* [Given entries]:
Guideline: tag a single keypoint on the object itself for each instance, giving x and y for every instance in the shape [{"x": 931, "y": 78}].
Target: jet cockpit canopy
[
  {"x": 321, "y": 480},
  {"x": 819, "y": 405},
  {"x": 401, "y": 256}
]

--

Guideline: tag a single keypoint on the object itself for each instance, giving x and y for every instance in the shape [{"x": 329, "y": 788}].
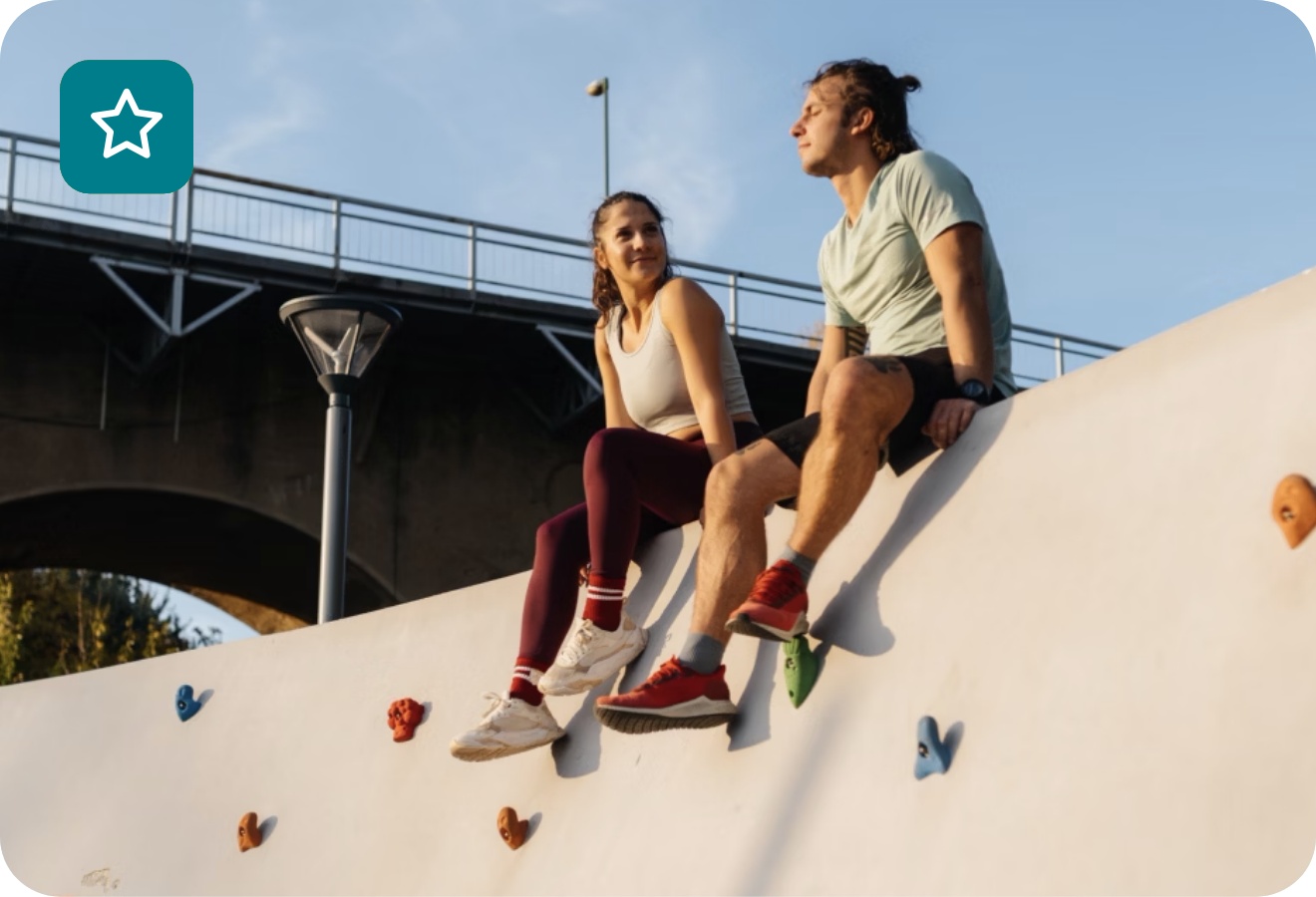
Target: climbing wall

---

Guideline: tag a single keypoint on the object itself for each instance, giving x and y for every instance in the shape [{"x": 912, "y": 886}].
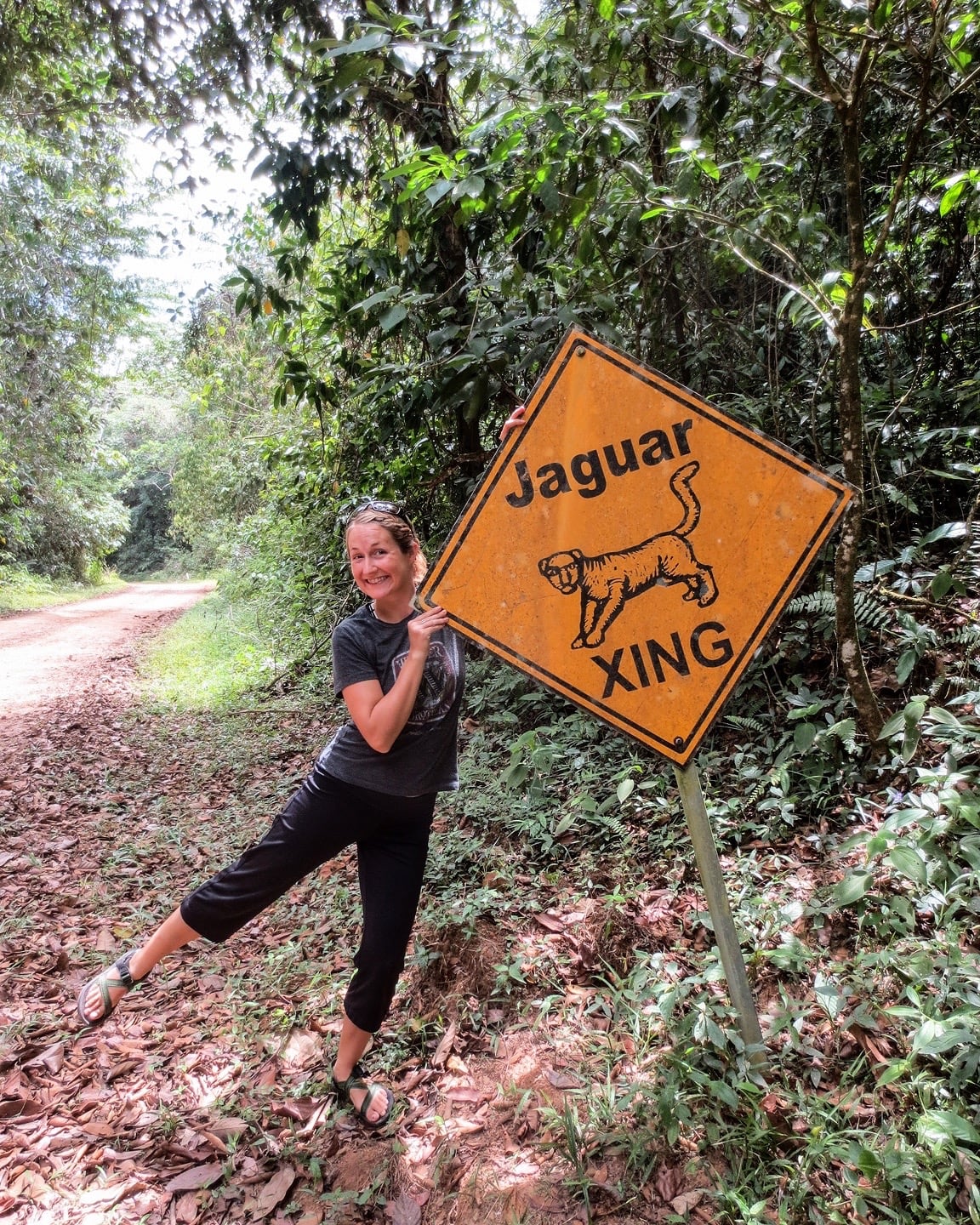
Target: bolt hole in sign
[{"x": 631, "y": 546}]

* [Assignment]: For this task, copy every line of the material in which "single" appears.

* [Task solution]:
Guideline: tag a single keypoint on the object itself for each instance, giving x and y for every instance in the shape [{"x": 931, "y": 78}].
Guideline: tag a single keypoint on the object itself for each instance, giving x and y for every instance in the shape [{"x": 329, "y": 788}].
Guideline: tag a single keypoint on the object itself for each instance, giving x and y for every instance in the shape [{"x": 912, "y": 886}].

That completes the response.